Task requirements:
Reproduce the entries below exactly, but leave the pictures out.

Data for processing Start Marker

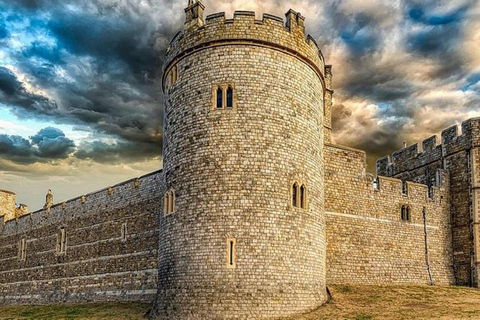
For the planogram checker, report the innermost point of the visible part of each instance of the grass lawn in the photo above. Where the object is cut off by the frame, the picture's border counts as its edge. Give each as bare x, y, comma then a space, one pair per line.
120, 311
349, 302
399, 302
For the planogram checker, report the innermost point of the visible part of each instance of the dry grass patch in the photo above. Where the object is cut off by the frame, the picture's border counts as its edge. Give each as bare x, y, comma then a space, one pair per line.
120, 311
398, 302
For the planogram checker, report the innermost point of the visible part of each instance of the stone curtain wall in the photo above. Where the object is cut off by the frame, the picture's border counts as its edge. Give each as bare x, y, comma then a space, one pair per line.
99, 265
456, 154
367, 242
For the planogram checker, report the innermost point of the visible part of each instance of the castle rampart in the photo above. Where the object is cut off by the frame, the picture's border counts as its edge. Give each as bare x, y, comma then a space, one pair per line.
271, 32
109, 254
457, 155
367, 240
244, 115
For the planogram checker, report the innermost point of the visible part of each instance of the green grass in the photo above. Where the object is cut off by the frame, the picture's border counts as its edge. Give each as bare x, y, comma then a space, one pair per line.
352, 302
117, 311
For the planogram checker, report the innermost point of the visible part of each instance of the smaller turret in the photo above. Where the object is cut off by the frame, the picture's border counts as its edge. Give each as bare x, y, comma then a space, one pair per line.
48, 201
194, 14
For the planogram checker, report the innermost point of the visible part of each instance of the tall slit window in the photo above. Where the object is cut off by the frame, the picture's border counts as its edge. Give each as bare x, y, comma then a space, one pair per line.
169, 202
22, 249
231, 259
229, 97
295, 195
124, 232
219, 98
223, 96
303, 202
405, 213
61, 246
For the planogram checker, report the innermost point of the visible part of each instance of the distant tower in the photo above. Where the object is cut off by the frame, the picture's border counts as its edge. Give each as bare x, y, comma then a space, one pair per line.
243, 230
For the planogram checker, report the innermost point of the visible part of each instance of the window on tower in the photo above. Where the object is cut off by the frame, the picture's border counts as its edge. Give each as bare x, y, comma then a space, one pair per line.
405, 213
219, 98
223, 96
169, 202
298, 195
229, 97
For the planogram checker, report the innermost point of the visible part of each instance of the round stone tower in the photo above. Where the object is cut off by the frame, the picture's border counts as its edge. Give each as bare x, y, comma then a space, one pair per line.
242, 235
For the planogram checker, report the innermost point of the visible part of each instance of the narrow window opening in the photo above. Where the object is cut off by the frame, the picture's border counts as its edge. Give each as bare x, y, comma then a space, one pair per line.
61, 241
303, 196
229, 97
294, 195
219, 98
124, 232
169, 202
22, 252
231, 261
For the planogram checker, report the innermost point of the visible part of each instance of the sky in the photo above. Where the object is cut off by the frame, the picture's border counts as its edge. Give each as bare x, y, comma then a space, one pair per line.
81, 105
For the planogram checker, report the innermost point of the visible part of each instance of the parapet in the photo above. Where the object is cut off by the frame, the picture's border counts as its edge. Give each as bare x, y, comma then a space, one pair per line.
136, 190
244, 29
410, 158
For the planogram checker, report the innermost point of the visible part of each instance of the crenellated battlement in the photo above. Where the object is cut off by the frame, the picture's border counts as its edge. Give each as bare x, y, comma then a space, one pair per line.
271, 31
83, 205
452, 142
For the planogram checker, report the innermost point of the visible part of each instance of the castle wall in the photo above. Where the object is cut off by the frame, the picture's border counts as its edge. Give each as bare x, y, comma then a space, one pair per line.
367, 242
7, 205
99, 264
456, 154
232, 169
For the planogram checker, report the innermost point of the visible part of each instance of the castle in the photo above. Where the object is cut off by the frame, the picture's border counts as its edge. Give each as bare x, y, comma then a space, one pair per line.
255, 211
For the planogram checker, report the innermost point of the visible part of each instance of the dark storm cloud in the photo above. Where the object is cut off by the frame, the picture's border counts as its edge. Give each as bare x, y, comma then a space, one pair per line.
100, 61
47, 145
52, 144
12, 92
102, 152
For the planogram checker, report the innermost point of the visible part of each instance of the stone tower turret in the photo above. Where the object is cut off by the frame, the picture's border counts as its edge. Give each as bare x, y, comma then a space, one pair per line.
243, 230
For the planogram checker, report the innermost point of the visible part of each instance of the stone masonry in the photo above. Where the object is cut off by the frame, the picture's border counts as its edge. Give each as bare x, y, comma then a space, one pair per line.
256, 209
231, 169
110, 253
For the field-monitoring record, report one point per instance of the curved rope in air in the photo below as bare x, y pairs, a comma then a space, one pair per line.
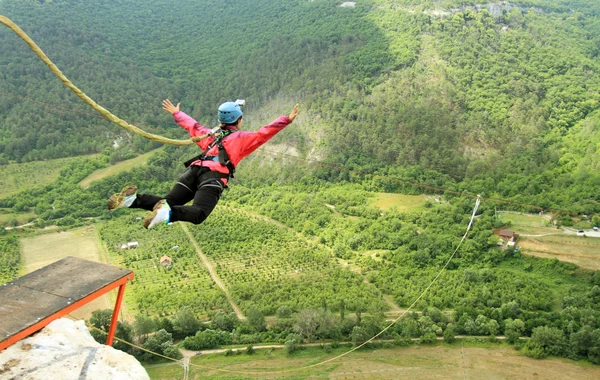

Data for processing End Marker

Exercise result:
For the planogram checker, report the innermost point of the visible part of each instance of the grass lawn in the photo above. Where the object is cut off by the frame, the picture's border counts as its edge. Give each as bare x, y, comma then a space, one pair per line.
120, 311
349, 302
399, 302
For the planogram checker, report the innermost point of the visible part of each instance of the dry grass patch in the photo above. Where the object is cut off by the frame, the picture's border counts as its edge. Give each as bare x, y, comma then a space, one pair per line.
120, 311
398, 302
For the planogram checker, report the innermost point of the visible part of each instance of the stone curtain wall in the photo above. Where the object is cut off by the frame, the picture's border counts as its edge. Give each as bare x, y, comma then a space, one pair per line.
99, 265
456, 154
367, 242
For the planogram checker, report the innermost point of the visible part of each instance of the castle rampart in the photo above. Where the object is cut off by the frame, the picture's border counts as its edge. Give each as bare x, y, comma then a space, one pair per line.
271, 32
109, 254
457, 155
367, 240
244, 115
For the planogram checker, report the innermost point of the visible part of each instance of the green grass in the photo above. Where the object is cut off by the frame, the picture's border counts as its edge. Give each as bare x, y, comma then a space, one pair per line.
352, 302
117, 311
For the planogram checker, report the innermost point of the visible part of each instance of the smaller turret in the photo above. Where the object is cut off by the frame, the picture's border counts as its edge. Give each as bare x, y, comma then a space, one pair per line.
48, 201
194, 14
For the planogram checker, report the innermost point of the visible part of each instance of the tall slit window in the photo above. Where the object is cut off by the frame, the picture's border counts as its edge. Give each as bare x, y, comma then a space, one pair per line.
169, 202
22, 249
231, 259
229, 97
295, 195
124, 232
219, 98
223, 96
303, 202
405, 213
61, 246
For the planogram checker, report the innermost point of the visible part of each instance of the distant tower in the photo above. Where the object is cut off by the frame, the picture's border counts as its edge. Give each as bare x, y, comma then a space, one pair per line.
243, 230
For the planogram checker, report the innermost point of the visible part of each instance of the window on tower in the photo above. Where the object is cut off by the frame, the picture's border counts as its edge. Give each as bare x, y, comma then a space, one pair per line.
405, 213
219, 98
223, 96
169, 202
298, 195
229, 97
For the planogram checker, report the innermost point of the visible part of each instance of the round stone tower in the photo above. Where the object is cut off by the frame, the picture's border counts as its edge. Give each as bare x, y, comma then a space, one pair per line.
242, 235
For the planogram checker, report the innermost point of the visible part of each instance of the narrow window opening in the photo above. Where the object is cut off by the frame, the picture's border counts as its edge. Give each as bare x, y, comma then a space, one pair per line.
61, 241
303, 196
229, 97
294, 195
219, 98
124, 232
169, 202
22, 252
231, 261
For the planogram checker, report the innermost point of the visible part of each instance of the sky in the photo above. Where the object is cut off by the frame, the picture's border counts as its edge. Give each as bare x, y, comma then a space, one pair per line.
81, 105
For the planogram checker, report the innermost point of the visible part of each instance of the parapet in the photo above. Where the object is cut off by the frame, the picture's border counts as its edge. Give each as bare x, y, comma then a space, one pair per line.
136, 190
244, 29
410, 158
For the planogram checker, report the innermost point of the visible part of each instance of the crenellated battlement in the photo above. Where the object is cut off by the frame, the picture's border counts as its edge. Give each as bare x, y, comma then a space, one pair per line.
271, 31
83, 205
452, 142
For the planogram checker, report the innermost point of the visible part of each instance of the castle wall in the photo above. Where the object is cut off by the frame, the picture's border counts as its edge. Give each as bare x, y, comma then a space, one pair per line.
367, 242
7, 205
99, 264
456, 154
232, 169
For the planogram checker, report the innermost point of the visible part of each instance of the castle in the photo above. Where the object is cut off by the frame, the picture's border counts as its edge. Give each as bare x, y, comma then a space, one pair per line.
255, 211
For the planogram checker, report the innermost point of the visible part of each instance of the dark storm cloud in the photo above. Where the object is cut off by the frame, the picture's border counts as its edge. Give each as bare x, y, comma then a space, one pair per line.
100, 61
47, 145
52, 144
12, 92
102, 152
For the planogram checker, report the innermost point of the visible part of each instance of the stone tower turret in the photo above. Where the object is cut off by the frame, the picture's border counts as its edge. Give each as bare x, y, comma then a space, one pair per line.
243, 230
For the planogram checker, report the innermost point of the visible part of each instance of the stone masonry in the photo above. Where the object is cut off by the frame, the picture's border counts as its edge. Give each as bare x, y, comma then a space, one pair per line.
256, 209
231, 169
110, 253
For the field-monitoring record, report one point per instance of the curved rope in air in the photo below as bare x, y pairs, a comma then a space, one pair per line.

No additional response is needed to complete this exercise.